Tally the lines in the material below that contain the string "truck" and reply with only that number.
══ DATA FOR PROCESSING ══
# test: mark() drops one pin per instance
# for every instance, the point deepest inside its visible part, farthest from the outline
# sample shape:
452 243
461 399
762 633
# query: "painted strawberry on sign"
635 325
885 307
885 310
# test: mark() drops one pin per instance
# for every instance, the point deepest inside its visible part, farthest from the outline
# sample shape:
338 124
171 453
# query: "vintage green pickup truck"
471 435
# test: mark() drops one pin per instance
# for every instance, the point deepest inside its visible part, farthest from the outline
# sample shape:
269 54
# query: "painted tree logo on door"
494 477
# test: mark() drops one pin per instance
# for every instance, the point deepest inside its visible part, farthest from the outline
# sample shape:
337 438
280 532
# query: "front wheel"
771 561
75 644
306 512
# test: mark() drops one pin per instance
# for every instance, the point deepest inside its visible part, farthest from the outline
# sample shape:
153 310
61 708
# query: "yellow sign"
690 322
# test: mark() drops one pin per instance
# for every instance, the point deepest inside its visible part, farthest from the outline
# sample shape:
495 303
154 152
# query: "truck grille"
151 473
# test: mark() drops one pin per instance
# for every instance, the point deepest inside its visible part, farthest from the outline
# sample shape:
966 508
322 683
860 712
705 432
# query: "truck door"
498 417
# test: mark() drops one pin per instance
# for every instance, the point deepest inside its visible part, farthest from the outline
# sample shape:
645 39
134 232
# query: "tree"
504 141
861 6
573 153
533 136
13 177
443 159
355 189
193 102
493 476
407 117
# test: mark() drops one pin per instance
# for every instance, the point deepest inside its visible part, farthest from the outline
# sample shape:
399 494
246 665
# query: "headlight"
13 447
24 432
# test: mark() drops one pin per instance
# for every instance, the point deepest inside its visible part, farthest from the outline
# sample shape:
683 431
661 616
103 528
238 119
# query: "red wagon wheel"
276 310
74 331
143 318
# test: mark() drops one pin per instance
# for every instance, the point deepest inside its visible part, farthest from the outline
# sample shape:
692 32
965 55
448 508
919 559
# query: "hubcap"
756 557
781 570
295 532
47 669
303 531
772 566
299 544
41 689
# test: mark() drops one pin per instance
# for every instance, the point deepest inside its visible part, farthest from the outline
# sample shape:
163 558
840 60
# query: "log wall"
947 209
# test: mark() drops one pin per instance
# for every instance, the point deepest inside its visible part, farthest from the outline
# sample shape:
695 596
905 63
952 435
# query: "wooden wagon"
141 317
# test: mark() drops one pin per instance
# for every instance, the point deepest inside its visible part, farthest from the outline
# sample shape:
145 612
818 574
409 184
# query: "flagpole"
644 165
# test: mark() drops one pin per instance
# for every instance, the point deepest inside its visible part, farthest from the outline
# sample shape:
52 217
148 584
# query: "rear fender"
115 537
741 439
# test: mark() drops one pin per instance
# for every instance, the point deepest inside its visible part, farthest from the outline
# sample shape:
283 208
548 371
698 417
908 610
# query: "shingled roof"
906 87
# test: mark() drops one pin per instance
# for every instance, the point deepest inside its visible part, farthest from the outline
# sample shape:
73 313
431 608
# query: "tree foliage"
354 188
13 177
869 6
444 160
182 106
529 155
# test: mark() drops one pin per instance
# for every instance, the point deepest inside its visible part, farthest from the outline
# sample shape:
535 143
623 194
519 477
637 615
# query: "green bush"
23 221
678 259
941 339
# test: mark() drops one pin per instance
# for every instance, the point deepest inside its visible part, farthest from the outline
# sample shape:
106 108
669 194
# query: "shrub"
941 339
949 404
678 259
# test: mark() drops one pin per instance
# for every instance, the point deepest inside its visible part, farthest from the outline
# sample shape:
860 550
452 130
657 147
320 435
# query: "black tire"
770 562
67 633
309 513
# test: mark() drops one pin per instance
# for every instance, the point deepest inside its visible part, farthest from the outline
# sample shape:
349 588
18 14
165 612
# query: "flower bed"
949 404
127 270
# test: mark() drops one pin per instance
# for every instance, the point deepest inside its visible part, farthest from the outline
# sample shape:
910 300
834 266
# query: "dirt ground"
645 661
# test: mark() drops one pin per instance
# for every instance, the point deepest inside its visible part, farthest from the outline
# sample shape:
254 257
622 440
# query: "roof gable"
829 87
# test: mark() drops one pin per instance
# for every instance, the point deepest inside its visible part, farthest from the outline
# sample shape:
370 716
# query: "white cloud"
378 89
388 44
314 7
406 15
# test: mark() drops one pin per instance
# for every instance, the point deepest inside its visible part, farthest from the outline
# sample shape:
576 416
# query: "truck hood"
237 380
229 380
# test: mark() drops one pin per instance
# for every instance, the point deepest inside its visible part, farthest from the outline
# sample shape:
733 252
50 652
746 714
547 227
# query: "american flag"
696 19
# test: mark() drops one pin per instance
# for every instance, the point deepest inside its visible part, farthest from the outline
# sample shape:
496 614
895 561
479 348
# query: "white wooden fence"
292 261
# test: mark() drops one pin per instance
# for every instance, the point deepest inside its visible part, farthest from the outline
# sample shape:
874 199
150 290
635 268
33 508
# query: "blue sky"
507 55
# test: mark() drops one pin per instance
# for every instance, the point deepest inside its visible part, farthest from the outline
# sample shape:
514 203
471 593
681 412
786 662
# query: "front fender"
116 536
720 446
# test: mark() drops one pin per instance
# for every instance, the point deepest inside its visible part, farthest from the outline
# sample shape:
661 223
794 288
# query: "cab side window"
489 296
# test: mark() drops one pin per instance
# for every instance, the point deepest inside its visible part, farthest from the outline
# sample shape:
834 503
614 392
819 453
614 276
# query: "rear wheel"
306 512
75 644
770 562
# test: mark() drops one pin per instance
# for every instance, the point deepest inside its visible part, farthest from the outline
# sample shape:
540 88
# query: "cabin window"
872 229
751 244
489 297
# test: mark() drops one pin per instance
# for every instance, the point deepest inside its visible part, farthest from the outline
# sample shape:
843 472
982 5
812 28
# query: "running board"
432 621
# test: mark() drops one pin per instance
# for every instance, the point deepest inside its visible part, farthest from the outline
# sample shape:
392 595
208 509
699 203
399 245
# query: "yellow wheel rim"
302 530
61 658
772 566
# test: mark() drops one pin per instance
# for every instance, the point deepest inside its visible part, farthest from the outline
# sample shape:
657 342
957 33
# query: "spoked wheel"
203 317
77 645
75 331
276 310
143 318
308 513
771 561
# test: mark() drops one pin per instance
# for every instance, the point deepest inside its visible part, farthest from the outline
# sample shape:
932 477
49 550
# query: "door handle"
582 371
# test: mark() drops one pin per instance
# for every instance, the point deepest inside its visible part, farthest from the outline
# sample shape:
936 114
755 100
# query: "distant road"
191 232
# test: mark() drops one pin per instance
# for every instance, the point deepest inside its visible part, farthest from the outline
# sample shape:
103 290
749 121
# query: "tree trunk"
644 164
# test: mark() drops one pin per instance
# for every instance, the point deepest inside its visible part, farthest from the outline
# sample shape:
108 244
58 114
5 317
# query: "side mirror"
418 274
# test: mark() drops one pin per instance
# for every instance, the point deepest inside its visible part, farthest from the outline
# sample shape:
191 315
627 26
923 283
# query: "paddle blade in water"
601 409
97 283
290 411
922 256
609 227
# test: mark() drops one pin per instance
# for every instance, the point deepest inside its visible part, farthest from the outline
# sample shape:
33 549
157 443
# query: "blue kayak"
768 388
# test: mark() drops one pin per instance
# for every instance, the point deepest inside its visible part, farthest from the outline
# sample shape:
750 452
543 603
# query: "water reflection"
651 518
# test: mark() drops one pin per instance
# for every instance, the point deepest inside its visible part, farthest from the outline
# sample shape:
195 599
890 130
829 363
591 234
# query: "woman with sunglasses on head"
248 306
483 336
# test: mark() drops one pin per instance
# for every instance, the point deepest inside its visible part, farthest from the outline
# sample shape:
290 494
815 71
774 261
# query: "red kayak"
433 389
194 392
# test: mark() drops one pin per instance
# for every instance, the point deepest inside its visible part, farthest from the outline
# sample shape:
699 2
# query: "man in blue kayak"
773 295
═══
*RIGHT ANSWER:*
4